**TEXT SECTION:**
----------
Princess Antoinette of Saxe-Coburg-Saalfeld (Antoinette Ernestine Amalie; 28 August 1779 – 14 March 1824) was a German princess of the House of Wettin. By marriage, she was a Duchess of Württemberg. Through her eldest surviving son, she is the ancestress of today's (Catholic) House of Württemberg.

Born in Coburg, she was the second daughter of Francis, Duke of Saxe-Coburg-Saalfeld and Countess Augusta Reuss-Ebersdorf. She was also the elder sister of King Leopold I of Belgium and the aunt of both Queen Victoria and her husband, Prince Albert. Her maternal grandparents were Heinrich XXIV, Count Reuß-Ebersdorf and Karoline Ernestine von Erbach-Schönberg, and her paternal grandparents were Ernst Friedrich and Antoinette of Braunschweig-Wolfenbüttel.
----------
**PROVIDED INFORMATION:**
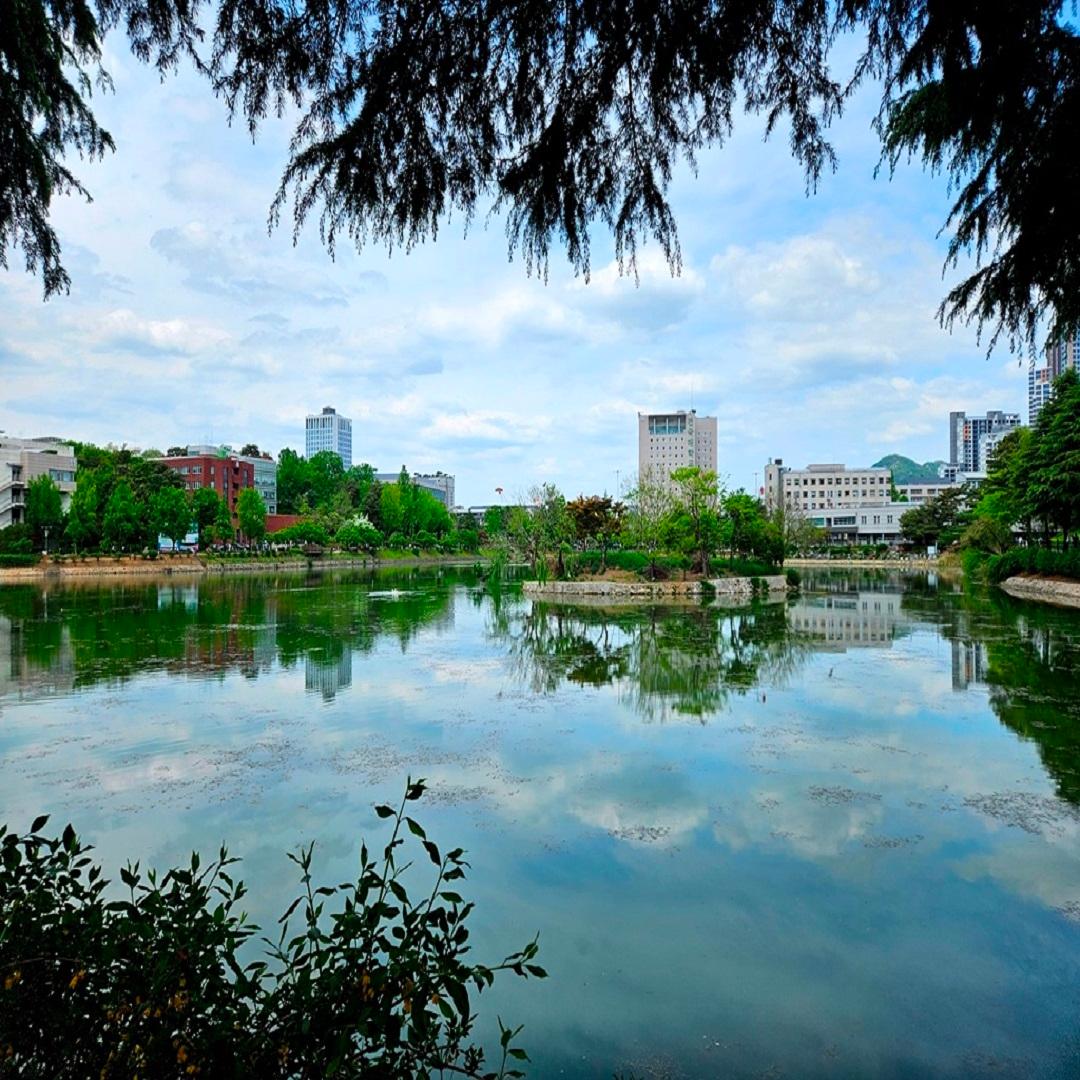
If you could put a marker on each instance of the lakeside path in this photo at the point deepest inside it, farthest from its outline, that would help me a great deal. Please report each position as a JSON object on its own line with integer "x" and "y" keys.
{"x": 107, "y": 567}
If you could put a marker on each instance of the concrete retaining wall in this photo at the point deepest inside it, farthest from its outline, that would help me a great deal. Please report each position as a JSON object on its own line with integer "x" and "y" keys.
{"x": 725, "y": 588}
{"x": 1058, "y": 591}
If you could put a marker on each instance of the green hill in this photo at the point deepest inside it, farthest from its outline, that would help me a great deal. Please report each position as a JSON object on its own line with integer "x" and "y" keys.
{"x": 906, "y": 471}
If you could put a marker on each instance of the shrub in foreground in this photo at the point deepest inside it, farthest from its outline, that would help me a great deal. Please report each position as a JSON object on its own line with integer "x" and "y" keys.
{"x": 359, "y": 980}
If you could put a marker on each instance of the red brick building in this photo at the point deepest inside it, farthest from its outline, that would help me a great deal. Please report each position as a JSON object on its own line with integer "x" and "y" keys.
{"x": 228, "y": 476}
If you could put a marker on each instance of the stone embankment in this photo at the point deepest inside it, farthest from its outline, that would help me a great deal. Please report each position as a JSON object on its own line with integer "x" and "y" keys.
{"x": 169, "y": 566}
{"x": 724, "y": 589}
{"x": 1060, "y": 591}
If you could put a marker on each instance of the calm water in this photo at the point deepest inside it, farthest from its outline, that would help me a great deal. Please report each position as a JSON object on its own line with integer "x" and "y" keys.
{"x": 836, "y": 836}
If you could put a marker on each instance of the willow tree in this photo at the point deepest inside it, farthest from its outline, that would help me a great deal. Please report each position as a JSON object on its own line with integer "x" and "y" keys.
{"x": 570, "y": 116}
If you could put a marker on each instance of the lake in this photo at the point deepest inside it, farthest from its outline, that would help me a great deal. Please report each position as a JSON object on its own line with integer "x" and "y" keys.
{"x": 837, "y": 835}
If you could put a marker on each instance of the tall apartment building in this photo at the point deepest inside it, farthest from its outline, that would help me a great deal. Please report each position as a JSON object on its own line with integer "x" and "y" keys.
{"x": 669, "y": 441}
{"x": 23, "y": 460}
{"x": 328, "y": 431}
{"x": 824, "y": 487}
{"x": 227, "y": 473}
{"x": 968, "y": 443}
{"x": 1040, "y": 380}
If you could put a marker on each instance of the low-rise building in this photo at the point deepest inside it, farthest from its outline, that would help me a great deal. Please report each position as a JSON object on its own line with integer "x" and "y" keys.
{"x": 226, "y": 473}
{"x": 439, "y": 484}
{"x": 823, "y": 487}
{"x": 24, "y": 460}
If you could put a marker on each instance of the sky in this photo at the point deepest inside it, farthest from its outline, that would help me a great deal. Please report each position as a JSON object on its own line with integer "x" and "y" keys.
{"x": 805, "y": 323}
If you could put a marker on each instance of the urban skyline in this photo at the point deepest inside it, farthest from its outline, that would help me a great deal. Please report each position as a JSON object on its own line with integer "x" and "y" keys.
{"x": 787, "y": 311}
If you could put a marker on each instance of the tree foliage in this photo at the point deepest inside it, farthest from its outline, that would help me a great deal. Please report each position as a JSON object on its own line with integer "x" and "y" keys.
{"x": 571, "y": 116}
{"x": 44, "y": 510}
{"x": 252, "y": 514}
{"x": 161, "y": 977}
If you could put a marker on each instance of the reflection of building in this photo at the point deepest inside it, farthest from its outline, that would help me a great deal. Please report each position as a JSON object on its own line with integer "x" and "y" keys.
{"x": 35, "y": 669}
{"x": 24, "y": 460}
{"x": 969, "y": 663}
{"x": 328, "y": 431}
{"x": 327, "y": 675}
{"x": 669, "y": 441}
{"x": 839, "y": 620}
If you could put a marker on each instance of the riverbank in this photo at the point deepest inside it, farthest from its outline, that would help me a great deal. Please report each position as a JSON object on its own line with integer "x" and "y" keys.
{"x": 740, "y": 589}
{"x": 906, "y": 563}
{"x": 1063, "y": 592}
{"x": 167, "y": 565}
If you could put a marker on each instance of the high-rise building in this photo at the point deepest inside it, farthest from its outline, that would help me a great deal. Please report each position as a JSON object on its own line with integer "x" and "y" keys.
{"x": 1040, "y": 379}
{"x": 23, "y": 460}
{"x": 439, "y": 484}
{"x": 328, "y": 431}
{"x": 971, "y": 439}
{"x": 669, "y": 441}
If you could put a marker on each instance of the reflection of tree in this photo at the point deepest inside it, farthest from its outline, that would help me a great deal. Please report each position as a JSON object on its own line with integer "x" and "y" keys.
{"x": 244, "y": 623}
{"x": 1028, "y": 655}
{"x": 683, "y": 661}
----------
**INSTRUCTIONS:**
a) List the four grandparents of Princess Antoinette named in the passage on her life.
b) Answer from the passage on Princess Antoinette:
(i) On what date did she die?
(ii) In what place was she born?
(iii) Which king was her younger brother?
c) Reproduce the part of the passage on Princess Antoinette that opens with the words containing "Princess Antoinette of" and closes with "House of Württemberg.".

**SOLUTIONS IN ORDER:**
a)
- Heinrich XXIV, Count Reuß-Ebersdorf
- Karoline Ernestine von Erbach-Schönberg
- Ernst Friedrich
- Antoinette of Braunschweig-Wolfenbüttel

b)
(i) 14 March 1824
(ii) Coburg
(iii) King Leopold I of Belgium

c)
Princess Antoinette of Saxe-Coburg-Saalfeld (Antoinette Ernestine Amalie; 28 August 1779 – 14 March 1824) was a German princess of the House of Wettin. By marriage, she was a Duchess of Württemberg. Through her eldest surviving son, she is the ancestress of today's (Catholic) House of Württemberg.